---- READING TEXT
Conducting a Council Hearing

Shawn Smith
Strata Law

The Strata Property Act (“SPA”) allows owners and tenants to request a hearing before the strata council in certain situations:

1. To answer an allegation that they have breached a bylaw of the strata corporation – s.135(1)(e) SPA;

2. To make a request for an exemption from a rental restriction bylaw – s.144(2)(b) SPA;

3. To address council on a particular topic.  – s.34.1 SPA

4. Prior to proceeding with a Civil Resolution Tribunal (CRT) claim – s.189.1(2) SPA;

In all four cases the request for a hearing needs to be made in writing (email will suffice). In the case of a request for an exemption under s.144 it must set out the reason an exemption should be granted. In the case of a request under s.34.1 it must state the reason for the request (i.e. what will be discussed). In the case of a response under s.135, it should set out the reasons why the owner feels they are not in breach of the bylaws. (In The Owners, Strata Plan BCS 3625 v. Wiltsey et al, 2018 BCCRT 155 the CRT held that the proper time to present evidence in defence is when responding to the initial allegations).
--------
---- DATASET ROWS
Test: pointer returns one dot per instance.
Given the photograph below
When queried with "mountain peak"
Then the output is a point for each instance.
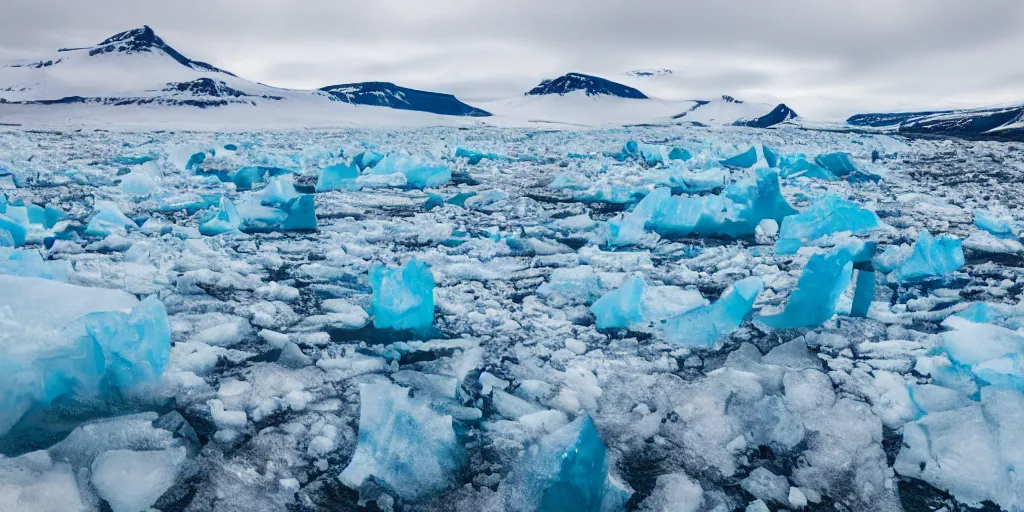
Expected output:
(145, 40)
(593, 86)
(394, 96)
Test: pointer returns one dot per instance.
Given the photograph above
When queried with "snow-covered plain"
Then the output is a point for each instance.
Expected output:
(282, 391)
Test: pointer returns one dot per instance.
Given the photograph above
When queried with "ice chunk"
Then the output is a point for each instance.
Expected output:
(734, 213)
(837, 163)
(565, 471)
(220, 220)
(674, 493)
(367, 160)
(571, 286)
(29, 263)
(622, 307)
(138, 183)
(403, 298)
(474, 157)
(419, 172)
(998, 225)
(132, 481)
(402, 443)
(826, 216)
(338, 177)
(824, 279)
(966, 453)
(109, 220)
(744, 160)
(794, 166)
(931, 257)
(767, 486)
(279, 208)
(64, 340)
(705, 326)
(771, 156)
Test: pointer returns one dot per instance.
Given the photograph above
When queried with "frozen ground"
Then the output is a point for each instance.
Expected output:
(554, 346)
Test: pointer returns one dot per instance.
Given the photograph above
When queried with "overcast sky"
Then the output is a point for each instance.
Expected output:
(824, 58)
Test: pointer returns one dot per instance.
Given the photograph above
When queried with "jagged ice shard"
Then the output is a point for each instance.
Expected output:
(823, 280)
(403, 298)
(565, 471)
(825, 216)
(75, 341)
(931, 257)
(402, 443)
(702, 327)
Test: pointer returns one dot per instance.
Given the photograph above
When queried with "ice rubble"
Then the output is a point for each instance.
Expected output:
(402, 443)
(403, 298)
(564, 471)
(825, 216)
(823, 280)
(62, 340)
(559, 317)
(706, 325)
(736, 212)
(420, 172)
(128, 463)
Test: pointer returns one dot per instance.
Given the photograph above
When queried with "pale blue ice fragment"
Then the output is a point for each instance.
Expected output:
(826, 216)
(794, 166)
(565, 471)
(771, 156)
(279, 192)
(613, 194)
(29, 263)
(220, 220)
(734, 213)
(300, 214)
(367, 159)
(52, 215)
(744, 160)
(195, 161)
(680, 154)
(98, 355)
(475, 157)
(338, 177)
(419, 172)
(12, 231)
(864, 293)
(651, 155)
(622, 307)
(837, 163)
(402, 298)
(1001, 226)
(109, 220)
(630, 151)
(567, 180)
(403, 444)
(702, 327)
(824, 279)
(932, 257)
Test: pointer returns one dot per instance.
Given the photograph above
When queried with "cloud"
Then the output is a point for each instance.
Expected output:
(823, 58)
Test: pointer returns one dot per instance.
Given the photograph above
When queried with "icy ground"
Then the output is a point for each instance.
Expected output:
(554, 345)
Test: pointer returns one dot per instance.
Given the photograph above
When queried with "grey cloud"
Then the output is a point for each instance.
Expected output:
(821, 57)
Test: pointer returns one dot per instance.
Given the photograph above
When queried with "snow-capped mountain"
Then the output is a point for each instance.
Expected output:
(592, 86)
(728, 110)
(649, 73)
(138, 68)
(1007, 122)
(388, 94)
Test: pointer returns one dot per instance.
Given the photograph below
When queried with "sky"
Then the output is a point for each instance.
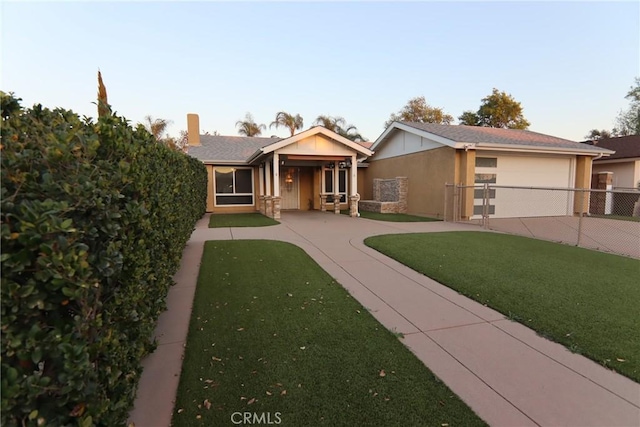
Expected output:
(569, 64)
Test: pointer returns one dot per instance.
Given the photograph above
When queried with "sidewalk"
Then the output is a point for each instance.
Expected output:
(504, 371)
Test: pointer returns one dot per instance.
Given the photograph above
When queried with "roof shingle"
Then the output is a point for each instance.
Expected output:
(217, 148)
(625, 146)
(478, 135)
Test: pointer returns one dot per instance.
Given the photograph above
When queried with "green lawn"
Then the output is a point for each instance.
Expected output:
(240, 220)
(271, 332)
(586, 300)
(392, 217)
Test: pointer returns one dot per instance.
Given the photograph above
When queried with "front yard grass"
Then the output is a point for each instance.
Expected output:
(392, 217)
(240, 220)
(586, 300)
(271, 332)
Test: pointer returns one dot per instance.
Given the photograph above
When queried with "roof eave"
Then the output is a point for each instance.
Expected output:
(532, 148)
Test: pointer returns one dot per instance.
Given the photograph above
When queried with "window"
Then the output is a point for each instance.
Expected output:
(233, 186)
(342, 184)
(486, 162)
(488, 178)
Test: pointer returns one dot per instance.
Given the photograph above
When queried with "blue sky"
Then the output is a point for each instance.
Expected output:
(570, 64)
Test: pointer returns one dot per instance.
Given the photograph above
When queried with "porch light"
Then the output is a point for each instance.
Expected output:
(288, 181)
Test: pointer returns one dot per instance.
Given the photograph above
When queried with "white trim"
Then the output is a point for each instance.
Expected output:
(620, 160)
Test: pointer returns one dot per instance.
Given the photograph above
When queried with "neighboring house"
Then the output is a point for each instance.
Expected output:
(432, 155)
(314, 169)
(625, 163)
(249, 174)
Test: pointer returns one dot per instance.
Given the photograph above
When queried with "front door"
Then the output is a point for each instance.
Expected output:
(289, 188)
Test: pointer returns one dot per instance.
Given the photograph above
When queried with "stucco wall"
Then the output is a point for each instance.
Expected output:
(625, 175)
(427, 171)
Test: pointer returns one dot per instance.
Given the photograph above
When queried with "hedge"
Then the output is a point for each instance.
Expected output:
(95, 216)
--------
**SET TASK 1:**
According to the text on council hearings, in what form must a request for a hearing be made?
**SET TASK 2:**
Return every line of the rows that contains the word "ground".
The rows have no connection to the text on council hearings.

**CORRECT RESPONSE 1:**
In writing; email will suffice.

**CORRECT RESPONSE 2:**
When queried with "frozen ground"
When queried with "icy ground"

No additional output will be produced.